**GOAL OF THE EXERCISE**
Reproduce the material from its start through the line with "negative clicks: (367, 348)", swapping "clicks" for "points" wherever it appears and changing nothing else.

**MATERIAL FOR THE TASK**
- Opening Delimiter -

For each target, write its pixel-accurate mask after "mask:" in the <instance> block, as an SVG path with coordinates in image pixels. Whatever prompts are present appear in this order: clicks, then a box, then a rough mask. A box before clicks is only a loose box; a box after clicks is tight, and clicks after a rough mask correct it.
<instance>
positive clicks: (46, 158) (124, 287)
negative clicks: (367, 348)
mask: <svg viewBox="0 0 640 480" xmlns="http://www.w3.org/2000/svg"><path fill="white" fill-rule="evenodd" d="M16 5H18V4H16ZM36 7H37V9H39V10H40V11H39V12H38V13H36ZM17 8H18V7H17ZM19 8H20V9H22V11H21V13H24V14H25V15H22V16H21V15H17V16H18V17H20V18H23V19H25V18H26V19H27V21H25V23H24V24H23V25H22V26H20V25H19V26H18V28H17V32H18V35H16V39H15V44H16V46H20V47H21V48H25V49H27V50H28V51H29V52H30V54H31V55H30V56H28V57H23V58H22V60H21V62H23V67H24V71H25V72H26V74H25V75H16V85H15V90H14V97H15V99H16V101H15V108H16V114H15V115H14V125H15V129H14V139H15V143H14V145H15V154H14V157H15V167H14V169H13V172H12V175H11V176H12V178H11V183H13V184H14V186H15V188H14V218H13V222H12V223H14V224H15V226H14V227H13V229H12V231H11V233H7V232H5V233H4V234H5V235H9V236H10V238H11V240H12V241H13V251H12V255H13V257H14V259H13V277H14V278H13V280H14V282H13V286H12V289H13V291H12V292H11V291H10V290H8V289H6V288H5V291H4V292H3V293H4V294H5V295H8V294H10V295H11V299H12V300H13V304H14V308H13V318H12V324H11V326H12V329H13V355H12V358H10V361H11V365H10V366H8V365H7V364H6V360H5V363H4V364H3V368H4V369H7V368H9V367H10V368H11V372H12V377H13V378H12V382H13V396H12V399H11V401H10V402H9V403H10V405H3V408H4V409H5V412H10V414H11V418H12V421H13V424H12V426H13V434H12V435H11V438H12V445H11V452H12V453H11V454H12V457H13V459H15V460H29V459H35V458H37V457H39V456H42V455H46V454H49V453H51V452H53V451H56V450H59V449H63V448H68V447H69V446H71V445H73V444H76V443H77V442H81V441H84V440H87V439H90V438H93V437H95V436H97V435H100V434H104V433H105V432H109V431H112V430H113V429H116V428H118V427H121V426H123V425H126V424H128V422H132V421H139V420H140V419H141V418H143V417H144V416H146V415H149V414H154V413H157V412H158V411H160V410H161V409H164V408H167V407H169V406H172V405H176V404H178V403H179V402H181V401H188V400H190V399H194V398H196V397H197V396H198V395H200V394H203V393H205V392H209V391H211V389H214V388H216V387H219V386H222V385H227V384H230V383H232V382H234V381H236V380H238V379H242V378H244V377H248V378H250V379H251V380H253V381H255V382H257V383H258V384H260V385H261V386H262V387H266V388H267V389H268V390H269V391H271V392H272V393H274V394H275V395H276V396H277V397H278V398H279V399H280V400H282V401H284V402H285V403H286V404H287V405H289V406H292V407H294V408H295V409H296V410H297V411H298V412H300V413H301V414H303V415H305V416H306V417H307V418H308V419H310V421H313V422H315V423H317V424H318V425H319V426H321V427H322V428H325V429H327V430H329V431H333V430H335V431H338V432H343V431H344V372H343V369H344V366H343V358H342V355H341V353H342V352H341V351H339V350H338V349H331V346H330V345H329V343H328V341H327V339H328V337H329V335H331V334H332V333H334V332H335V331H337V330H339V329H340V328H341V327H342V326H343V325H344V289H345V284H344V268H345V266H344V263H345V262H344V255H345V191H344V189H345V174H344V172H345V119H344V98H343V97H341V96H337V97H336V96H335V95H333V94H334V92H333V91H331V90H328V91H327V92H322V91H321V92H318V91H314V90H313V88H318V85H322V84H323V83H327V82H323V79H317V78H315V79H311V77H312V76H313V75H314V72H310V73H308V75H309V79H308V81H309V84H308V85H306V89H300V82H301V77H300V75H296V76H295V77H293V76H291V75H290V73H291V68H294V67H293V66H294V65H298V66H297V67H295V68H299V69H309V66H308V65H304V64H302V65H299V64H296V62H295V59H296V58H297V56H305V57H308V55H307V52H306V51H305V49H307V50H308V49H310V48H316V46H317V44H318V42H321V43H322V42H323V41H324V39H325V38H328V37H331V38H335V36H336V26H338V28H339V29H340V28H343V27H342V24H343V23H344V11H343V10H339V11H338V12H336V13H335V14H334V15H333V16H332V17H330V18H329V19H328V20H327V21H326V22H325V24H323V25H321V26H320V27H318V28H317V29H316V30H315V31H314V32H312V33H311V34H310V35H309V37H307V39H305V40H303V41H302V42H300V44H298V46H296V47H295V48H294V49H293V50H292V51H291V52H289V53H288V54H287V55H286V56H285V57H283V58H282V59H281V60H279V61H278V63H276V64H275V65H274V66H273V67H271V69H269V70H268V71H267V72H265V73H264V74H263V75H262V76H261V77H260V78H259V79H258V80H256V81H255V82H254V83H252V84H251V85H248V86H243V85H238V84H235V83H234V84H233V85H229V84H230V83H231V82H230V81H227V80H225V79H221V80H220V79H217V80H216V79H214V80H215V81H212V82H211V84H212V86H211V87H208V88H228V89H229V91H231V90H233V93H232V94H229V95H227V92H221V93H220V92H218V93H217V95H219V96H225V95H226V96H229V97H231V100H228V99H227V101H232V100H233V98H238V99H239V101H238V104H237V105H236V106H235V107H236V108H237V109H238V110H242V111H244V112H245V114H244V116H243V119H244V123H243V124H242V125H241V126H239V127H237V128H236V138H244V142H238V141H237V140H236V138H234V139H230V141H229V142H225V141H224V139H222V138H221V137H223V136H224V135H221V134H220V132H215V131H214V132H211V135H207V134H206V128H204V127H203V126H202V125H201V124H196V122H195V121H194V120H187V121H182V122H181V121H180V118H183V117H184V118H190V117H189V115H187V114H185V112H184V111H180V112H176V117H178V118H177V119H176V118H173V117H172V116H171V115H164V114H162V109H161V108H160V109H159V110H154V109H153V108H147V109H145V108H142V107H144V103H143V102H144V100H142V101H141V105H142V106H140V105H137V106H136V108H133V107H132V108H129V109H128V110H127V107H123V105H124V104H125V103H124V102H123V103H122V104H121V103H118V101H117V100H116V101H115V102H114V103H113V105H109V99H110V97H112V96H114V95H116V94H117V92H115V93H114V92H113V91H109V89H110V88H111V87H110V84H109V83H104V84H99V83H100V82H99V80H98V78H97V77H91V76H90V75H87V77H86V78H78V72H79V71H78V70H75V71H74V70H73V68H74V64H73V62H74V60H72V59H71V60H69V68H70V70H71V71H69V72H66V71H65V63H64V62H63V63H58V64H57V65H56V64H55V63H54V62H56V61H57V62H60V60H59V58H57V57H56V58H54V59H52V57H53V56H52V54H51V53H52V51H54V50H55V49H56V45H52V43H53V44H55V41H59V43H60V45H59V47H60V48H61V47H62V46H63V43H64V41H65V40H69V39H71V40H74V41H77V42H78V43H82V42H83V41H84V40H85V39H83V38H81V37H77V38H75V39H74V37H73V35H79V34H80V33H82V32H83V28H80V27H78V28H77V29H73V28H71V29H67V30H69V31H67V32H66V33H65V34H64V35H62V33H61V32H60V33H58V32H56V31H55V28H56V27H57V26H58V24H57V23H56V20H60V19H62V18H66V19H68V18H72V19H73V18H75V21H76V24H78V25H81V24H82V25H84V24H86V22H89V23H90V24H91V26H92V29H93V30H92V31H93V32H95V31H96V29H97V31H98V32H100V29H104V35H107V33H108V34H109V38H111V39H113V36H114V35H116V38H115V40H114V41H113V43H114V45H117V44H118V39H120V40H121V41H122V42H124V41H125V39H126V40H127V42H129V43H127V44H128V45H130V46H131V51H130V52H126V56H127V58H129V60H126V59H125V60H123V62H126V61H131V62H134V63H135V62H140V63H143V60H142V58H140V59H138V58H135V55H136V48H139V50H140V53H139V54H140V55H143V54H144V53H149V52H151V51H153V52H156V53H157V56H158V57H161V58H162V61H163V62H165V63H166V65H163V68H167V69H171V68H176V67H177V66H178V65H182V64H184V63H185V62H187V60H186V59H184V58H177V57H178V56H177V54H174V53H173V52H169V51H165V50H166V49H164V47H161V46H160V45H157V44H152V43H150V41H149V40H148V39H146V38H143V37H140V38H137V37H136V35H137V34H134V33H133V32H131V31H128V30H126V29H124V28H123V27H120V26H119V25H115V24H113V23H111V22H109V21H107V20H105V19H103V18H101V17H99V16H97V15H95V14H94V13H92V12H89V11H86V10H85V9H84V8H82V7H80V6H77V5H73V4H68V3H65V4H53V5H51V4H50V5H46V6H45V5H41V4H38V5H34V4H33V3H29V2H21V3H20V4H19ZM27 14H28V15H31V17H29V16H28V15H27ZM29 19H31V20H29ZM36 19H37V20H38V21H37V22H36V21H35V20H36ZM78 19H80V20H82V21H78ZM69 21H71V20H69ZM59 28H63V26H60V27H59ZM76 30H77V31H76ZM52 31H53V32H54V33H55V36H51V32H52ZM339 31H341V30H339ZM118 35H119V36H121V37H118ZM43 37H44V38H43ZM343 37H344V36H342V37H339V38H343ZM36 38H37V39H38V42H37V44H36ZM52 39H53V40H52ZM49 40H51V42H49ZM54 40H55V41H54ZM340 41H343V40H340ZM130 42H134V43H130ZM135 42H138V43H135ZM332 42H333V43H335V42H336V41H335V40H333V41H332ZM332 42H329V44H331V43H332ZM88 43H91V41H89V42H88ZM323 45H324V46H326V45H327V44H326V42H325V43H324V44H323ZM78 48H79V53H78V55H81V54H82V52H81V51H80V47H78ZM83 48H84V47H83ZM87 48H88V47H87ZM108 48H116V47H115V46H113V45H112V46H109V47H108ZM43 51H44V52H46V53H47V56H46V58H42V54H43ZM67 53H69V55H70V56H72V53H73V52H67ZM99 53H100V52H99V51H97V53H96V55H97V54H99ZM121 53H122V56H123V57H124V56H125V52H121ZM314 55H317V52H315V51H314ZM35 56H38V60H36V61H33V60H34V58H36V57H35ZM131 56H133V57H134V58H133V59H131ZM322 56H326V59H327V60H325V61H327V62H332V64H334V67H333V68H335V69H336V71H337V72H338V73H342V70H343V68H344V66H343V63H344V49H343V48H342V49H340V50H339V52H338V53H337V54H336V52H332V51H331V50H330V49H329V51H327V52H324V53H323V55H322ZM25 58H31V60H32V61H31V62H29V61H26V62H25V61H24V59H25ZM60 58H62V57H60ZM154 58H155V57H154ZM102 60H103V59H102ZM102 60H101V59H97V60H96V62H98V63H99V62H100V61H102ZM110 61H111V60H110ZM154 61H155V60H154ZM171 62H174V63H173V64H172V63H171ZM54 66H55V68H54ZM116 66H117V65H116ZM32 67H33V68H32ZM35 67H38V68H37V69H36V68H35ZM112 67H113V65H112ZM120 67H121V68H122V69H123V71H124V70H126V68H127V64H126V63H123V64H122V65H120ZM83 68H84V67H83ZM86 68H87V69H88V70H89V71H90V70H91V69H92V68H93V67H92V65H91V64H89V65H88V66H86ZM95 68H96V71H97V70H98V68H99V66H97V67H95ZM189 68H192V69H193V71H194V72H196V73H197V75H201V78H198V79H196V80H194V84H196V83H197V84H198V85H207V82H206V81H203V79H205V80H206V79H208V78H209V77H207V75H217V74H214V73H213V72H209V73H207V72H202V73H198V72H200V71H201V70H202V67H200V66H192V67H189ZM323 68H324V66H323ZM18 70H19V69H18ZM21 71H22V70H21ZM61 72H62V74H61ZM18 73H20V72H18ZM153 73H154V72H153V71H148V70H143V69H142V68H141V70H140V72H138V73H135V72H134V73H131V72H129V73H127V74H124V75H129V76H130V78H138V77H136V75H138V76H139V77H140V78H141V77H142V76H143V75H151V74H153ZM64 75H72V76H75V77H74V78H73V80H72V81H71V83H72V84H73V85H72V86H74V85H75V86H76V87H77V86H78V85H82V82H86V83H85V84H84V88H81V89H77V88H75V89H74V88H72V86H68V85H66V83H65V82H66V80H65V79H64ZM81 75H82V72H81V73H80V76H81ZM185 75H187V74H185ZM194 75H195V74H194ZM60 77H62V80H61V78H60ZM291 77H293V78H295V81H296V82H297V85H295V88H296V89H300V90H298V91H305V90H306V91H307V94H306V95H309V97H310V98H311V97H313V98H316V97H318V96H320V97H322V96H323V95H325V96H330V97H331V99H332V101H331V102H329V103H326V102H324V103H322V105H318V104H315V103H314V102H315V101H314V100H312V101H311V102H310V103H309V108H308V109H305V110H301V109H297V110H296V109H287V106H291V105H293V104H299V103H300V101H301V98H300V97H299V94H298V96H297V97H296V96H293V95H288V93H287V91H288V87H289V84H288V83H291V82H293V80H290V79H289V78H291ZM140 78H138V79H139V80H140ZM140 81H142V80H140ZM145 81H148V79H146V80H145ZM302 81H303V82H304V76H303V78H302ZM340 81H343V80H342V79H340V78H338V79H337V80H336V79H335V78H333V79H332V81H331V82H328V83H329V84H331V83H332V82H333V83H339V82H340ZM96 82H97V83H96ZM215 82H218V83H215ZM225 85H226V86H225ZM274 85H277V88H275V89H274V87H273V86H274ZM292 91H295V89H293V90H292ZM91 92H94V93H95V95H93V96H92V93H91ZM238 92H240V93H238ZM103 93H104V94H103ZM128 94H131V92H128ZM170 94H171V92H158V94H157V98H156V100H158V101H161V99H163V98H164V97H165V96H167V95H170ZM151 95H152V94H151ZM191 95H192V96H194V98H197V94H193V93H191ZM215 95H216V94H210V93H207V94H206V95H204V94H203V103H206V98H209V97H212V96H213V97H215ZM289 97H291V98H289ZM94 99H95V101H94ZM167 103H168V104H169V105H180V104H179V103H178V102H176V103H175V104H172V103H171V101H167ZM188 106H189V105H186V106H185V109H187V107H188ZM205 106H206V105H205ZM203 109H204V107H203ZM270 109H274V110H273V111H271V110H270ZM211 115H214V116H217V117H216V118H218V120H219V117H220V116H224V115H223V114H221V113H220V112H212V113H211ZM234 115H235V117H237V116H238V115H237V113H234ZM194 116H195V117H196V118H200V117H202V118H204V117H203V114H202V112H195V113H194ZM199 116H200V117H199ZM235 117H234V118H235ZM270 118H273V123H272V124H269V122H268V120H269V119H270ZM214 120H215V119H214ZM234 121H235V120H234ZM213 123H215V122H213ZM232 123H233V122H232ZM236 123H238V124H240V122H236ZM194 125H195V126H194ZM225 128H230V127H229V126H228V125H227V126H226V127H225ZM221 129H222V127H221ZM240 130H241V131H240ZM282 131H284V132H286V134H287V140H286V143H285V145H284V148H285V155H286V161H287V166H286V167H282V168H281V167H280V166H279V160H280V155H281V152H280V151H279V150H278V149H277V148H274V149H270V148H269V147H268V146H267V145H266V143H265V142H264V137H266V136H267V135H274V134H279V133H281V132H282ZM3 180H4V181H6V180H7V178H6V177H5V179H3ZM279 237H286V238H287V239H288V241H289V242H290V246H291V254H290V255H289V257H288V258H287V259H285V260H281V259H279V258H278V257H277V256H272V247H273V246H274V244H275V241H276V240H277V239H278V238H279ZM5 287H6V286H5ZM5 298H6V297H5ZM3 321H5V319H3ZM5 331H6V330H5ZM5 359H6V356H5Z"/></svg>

- Closing Delimiter -

**RESPONSE**
For each target, write its pixel-accurate mask after "mask:" in the <instance> block, as an SVG path with coordinates in image pixels. Whatever prompts are present appear in this order: points, then a box, then a rough mask. A box before points is only a loose box; a box after points is tight, and points after a rough mask correct it.
<instance>
positive points: (46, 158) (124, 287)
negative points: (367, 348)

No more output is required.